• Document segment
((

Hot On the Antiques Trail

We go in search of 10 very different emporiums you might have overlooked.

By Jessica Leshnoff - December 2009

Hot On the Antiques Trail

We go in search of 10 very different emporiums you might have overlooked.

By Jessica Leshnoff - December 2009

-Photography by Bryan Burris

All summer you gardened. And you mowed.

Then came fall, and there was the raking (and a little more mowing). Now winter is finally upon us, and with it, a chance to take a deep breath and evaluate what's inside our homes instead of outside of them.

For some of us, a trip to IKEA will do. For others, a trip back in time is the only way to go. If you love antiques, Baltimore's a great place to be, and now's the perfect time to set out for a cozy weekend of antiquing.

But with the toll the recession has taken on shopowners large and small, where are Baltimore's coolest antique haunts today? We scouted out a sampling of the very best antique shops the region has to offer, from classic to kitsch, from tiny to warehouse-sized. So pack a lunch and grab a thermos—you're going to be out a while.

))

• What to work on
[1] How would the paragraph in the antiques article beginning "For some of us, a trip to IKEA" read if shortened to two sentences that keep its main facts?
[2] Can you give the antiques article again, starting with "-Photography by Bryan" and going on through "weekend of antiquing.", substituting "the furniture superstore" for "IKEA"?

• Data
((

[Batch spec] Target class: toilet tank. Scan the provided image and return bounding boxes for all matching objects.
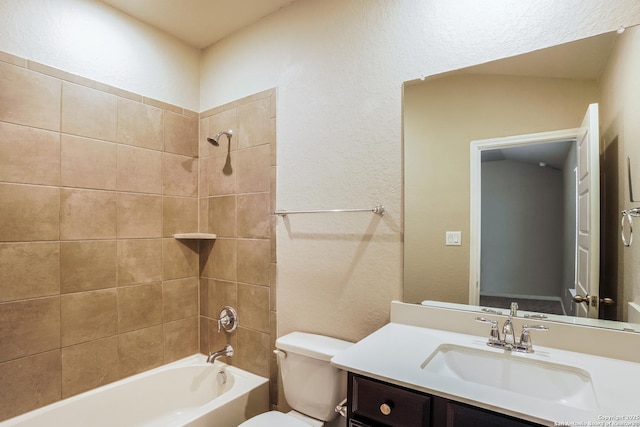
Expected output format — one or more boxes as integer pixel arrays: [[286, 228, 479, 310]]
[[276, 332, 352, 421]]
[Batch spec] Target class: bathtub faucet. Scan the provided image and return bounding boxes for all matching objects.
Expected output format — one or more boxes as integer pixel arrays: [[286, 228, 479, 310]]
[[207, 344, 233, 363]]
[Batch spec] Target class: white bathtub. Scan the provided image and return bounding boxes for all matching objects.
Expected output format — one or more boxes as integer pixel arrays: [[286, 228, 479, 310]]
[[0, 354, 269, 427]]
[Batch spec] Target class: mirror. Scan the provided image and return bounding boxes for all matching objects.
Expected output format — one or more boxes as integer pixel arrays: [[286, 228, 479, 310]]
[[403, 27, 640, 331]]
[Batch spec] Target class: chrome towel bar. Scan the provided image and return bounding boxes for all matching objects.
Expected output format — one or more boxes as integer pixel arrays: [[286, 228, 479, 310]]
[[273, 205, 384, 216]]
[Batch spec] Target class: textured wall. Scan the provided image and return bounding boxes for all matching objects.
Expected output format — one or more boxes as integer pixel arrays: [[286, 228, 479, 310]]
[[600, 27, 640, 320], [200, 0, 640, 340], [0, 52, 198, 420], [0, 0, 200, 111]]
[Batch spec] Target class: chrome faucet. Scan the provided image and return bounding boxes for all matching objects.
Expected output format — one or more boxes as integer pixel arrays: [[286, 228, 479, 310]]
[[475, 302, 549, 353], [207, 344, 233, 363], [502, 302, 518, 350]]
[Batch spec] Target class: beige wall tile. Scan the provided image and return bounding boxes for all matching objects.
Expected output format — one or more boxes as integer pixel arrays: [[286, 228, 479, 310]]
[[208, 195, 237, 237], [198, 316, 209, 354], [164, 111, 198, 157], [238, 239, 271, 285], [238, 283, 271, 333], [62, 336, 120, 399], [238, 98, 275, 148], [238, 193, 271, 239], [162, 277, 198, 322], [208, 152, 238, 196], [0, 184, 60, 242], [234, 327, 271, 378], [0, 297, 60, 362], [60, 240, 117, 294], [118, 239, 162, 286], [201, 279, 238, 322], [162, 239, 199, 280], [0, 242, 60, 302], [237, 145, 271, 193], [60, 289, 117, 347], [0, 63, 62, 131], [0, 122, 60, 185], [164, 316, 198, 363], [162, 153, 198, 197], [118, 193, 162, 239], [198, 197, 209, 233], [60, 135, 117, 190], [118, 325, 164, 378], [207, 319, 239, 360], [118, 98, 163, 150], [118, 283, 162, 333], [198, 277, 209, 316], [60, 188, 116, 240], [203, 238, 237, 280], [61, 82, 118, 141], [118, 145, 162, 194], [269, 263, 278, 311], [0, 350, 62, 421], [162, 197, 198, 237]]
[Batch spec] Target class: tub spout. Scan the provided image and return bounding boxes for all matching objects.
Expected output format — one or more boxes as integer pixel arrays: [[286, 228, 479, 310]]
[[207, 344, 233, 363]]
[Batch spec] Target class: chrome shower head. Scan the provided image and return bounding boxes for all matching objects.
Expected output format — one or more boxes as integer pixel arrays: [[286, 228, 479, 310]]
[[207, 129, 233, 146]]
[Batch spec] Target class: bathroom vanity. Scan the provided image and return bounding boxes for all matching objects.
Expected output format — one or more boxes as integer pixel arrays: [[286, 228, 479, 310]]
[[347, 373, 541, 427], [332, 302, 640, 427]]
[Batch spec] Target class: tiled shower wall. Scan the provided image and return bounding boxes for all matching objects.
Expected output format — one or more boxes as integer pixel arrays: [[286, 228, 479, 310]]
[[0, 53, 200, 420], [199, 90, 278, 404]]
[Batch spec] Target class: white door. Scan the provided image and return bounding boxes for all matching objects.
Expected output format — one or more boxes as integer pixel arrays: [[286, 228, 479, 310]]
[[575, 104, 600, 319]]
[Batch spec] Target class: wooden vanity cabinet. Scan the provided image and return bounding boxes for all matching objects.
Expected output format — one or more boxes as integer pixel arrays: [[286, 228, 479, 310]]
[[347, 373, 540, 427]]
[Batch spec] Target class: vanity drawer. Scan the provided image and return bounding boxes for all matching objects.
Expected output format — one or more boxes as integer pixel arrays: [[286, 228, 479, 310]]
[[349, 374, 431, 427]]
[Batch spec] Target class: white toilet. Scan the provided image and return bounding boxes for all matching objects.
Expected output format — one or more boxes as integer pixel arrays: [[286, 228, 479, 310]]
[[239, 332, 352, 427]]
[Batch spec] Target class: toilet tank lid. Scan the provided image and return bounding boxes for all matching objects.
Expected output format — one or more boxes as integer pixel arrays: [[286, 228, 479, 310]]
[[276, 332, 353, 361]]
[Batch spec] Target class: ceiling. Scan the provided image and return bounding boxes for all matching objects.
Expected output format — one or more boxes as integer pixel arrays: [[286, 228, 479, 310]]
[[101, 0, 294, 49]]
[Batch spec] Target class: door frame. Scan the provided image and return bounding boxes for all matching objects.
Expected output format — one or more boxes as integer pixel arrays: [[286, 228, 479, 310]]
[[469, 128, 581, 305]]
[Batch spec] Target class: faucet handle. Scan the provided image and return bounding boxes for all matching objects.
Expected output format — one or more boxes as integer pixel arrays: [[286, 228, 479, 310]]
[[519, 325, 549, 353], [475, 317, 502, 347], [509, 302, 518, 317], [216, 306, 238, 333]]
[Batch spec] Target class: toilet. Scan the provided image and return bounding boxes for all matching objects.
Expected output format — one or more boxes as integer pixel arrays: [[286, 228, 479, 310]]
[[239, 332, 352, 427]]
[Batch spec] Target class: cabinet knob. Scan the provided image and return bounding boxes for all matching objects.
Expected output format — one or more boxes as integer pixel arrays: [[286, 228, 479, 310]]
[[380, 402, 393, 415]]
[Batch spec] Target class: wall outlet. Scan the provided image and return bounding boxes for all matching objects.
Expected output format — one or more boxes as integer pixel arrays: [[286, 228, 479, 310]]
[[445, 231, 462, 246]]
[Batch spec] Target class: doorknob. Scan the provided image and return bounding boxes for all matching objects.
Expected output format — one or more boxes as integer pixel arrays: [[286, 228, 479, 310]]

))

• Results by task
[1] Some of us are satisfied with a trip to IKEA, while others want a trip back in time. Baltimore is a great place for antique lovers, and now is the perfect time for a cozy weekend of antiquing.

[2]
-Photography by Bryan Burris

All summer you gardened. And you mowed.

Then came fall, and there was the raking (and a little more mowing). Now winter is finally upon us, and with it, a chance to take a deep breath and evaluate what's inside our homes instead of outside of them.

For some of us, a trip to the furniture superstore will do. For others, a trip back in time is the only way to go. If you love antiques, Baltimore's a great place to be, and now's the perfect time to set out for a cozy weekend of antiquing.